» About this task: The data below is to be written out exactly, with no pictures.

» Data section:

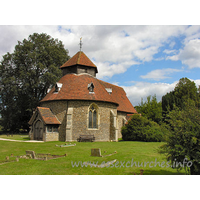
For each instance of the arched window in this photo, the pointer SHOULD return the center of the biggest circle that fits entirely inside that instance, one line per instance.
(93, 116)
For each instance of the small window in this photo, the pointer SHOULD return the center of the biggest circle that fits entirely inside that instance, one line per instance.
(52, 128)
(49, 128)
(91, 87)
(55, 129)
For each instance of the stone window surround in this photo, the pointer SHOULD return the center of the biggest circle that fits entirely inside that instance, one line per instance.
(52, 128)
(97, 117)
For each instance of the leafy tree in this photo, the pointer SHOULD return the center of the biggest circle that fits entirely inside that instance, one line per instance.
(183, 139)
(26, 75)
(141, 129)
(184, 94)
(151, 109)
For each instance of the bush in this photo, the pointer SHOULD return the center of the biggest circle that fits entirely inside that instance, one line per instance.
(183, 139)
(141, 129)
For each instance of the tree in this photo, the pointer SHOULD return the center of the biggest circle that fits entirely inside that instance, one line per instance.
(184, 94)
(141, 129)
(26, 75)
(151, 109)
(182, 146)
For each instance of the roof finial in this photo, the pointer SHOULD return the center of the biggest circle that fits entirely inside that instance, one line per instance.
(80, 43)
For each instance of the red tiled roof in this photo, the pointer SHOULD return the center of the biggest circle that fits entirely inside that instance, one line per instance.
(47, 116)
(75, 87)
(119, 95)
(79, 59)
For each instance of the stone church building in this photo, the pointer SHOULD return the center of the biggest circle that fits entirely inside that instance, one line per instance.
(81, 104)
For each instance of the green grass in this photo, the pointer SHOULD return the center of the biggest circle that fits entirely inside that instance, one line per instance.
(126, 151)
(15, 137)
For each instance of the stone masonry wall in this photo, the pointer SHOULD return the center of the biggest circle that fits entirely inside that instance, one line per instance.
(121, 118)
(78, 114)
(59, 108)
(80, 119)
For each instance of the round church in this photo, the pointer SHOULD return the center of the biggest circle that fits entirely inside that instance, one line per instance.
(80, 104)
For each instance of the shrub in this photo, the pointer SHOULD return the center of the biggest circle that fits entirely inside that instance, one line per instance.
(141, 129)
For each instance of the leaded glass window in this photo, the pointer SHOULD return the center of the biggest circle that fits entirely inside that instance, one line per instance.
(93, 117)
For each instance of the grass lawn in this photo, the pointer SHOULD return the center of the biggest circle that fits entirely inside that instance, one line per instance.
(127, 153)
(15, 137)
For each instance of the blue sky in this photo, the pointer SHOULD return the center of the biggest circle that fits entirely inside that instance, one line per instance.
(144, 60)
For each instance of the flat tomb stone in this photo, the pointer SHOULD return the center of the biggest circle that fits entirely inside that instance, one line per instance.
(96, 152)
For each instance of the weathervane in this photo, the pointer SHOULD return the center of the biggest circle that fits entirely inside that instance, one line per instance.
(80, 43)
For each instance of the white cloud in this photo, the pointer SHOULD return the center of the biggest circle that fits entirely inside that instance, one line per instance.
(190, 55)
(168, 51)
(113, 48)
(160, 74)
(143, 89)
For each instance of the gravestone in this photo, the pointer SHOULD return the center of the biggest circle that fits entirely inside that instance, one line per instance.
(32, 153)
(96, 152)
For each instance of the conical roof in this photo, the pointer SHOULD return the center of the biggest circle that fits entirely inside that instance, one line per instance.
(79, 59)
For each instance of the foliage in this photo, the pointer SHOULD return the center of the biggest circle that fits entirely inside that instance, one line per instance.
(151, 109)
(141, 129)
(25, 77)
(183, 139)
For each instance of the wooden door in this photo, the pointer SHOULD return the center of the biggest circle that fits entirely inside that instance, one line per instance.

» Solution to this task:
For each instance of the arched window in this photo, the pointer SHOULD return the center of the biggest circle that fits entirely inside that instance, one line per instance.
(93, 116)
For each instance of the small window in this photo, the pointer SHOULD return the center of the biggest circle that fits entirely inside that instance, one line per instance.
(52, 128)
(49, 128)
(91, 87)
(55, 129)
For each instance of the stone window surround in this photo, the pointer SHOULD return the center of the biggest circle that fits entirely inside that instance, one line per instance.
(52, 128)
(97, 117)
For each instance of the leafy tree in this photo, the pointer SHOULD return the center of the biggest circle that fits entirely inside that instance, one line per instance.
(183, 139)
(26, 75)
(141, 129)
(184, 94)
(151, 109)
For each instance of the bush in this photo, the pointer SHOULD return the center of the biggest circle that fits entirely inside that instance, one line per instance.
(183, 139)
(141, 129)
For each instance of the tree in this photo, the pointer SHOULD return the center of the biggest circle that fits entirely inside that instance, one line per instance.
(184, 94)
(141, 129)
(26, 75)
(151, 109)
(182, 146)
For each instance of the roof finial in this photo, the pointer SHOULD return the center of the biggest circle that fits entirely inside that instance, one line per instance.
(80, 43)
For each instance of the red tiled roof in this photo, the pointer SHOULD return the center of the biggest circle that fits entirely inside that instance, one line per instance.
(47, 116)
(75, 87)
(119, 95)
(79, 59)
For each instance of the stone church building in this photo, the pointer SHOULD return the center of the biggest circle that fits entirely inside that instance, one line per instance.
(81, 104)
For each instance of the green grass in this photo, the pointer SHOULD return the center of the biggest circle that fits entirely inside that instance, one line per instance.
(126, 151)
(15, 137)
For each instance of the stone masonry wall in this photo, the pointer SHOULD return the center of the biggest circle that fits entirely inside that instance, one line per instance.
(121, 118)
(78, 114)
(59, 108)
(80, 119)
For each instance of the round church in this photo, the pointer SHOULD return the center of the biggest circle that fits entirely inside that instance, one line per instance.
(80, 104)
For each instance of the shrub in this photo, the pointer SHOULD return the center of the biggest circle that fits entirely inside that instance, one line per instance.
(141, 129)
For each instance of the leaded glass window in this photo, the pointer SHOULD return the center of the biggest circle that fits entirely inside that instance, one line per instance.
(93, 117)
For each instance of the grass lawn in this photo, the pointer SHOULD return the center of the biggest circle that fits entirely inside that instance, one line per instance.
(127, 153)
(15, 137)
For each instance of the blue sky in this photo, the pointer SHOULD return the center of the biggest circle that fits entirely inside that instance, one line per instance.
(144, 60)
For each instance of the flat tomb stone in this photo, the pointer SHOULD return the center of the biggest circle that fits entirely inside that instance, one line per instance.
(96, 152)
For each instance of the weathervane in this photo, the pointer SHOULD return the center of the biggest circle that fits entirely inside that instance, one line per instance.
(80, 43)
For each instance of the white cloud in this photo, the pointer SHOULD return the center of the biggest circle that fits entirely inside that instance, one line per instance.
(190, 55)
(168, 51)
(113, 48)
(160, 74)
(143, 89)
For each instance of the gravestone in this photo, the pointer SHOULD return the center of the biggest circle that fits entirely inside that instance, one line per instance.
(32, 153)
(96, 152)
For each instance of the conical roof in this photo, the pointer SHOULD return the center of the biggest circle that fits entirely inside that instance, one line per instance.
(79, 59)
For each instance of the foliage in this photo, the pointer SHOULD return the center of the biggest circle that fits entirely inside that instance, one line per instance.
(151, 109)
(141, 129)
(25, 77)
(183, 139)
For each instance of the wooden door in this photo, the pointer SHOULD return the center of the biggest circle that fits entirely inside that instance, one line per instance.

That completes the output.